» **Activity**
Write the records out again exactly, but without pictures.

» **Data shown**
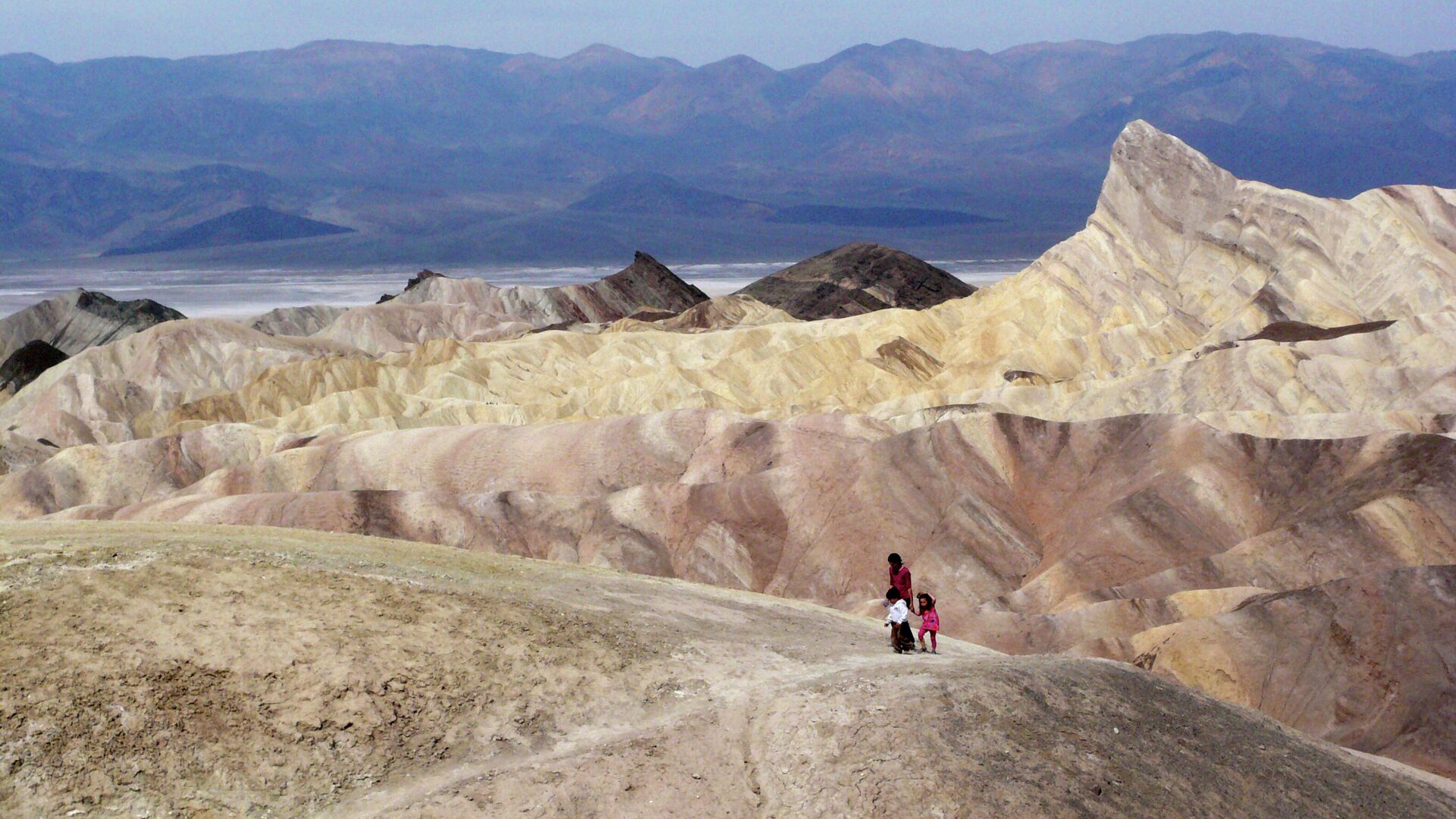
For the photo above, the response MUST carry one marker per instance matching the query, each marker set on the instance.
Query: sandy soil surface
(207, 670)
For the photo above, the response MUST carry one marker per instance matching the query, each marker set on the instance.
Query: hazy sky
(780, 34)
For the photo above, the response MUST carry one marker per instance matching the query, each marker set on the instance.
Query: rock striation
(435, 306)
(1209, 435)
(202, 670)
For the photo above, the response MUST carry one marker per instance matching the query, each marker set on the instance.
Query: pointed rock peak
(644, 267)
(1156, 172)
(1142, 150)
(856, 279)
(648, 275)
(421, 278)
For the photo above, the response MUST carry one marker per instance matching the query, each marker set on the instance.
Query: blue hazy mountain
(255, 223)
(476, 155)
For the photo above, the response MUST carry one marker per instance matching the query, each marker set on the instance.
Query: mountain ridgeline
(433, 153)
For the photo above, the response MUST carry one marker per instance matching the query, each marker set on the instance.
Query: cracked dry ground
(216, 670)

» **Problem solution**
For the photo above, the response MUST carry one marker per instance matching the query, each marker set on the instance.
Query: sandy soil surface
(207, 670)
For the photo above, the response MUST carry one marker per instance matching the query, each marker set on the instance.
Query: hazy sky
(780, 34)
For the photo above, the response MUST carry one marker per instance matching the query, each marker set on the instance.
Query: rock striation
(435, 306)
(1209, 435)
(202, 670)
For the photo above, the response MUST carry one marker per instance matching the query, each marker set on the instance.
Query: pointed rock peak
(644, 267)
(1156, 172)
(1142, 150)
(856, 279)
(648, 275)
(421, 278)
For the photo above, the response MUST carry one marker per instance matching the query, each marker set on the instance.
Query: blue hazy mountain
(255, 223)
(476, 155)
For the photo above, the response MUST carry one marker per instance matching the query, each marker set on the instance.
Query: mountain ridgeline
(433, 153)
For the photo above, the response MUST carry one marker per instance matching the query, each marker set on the instance.
Query: cracked dry ground
(216, 670)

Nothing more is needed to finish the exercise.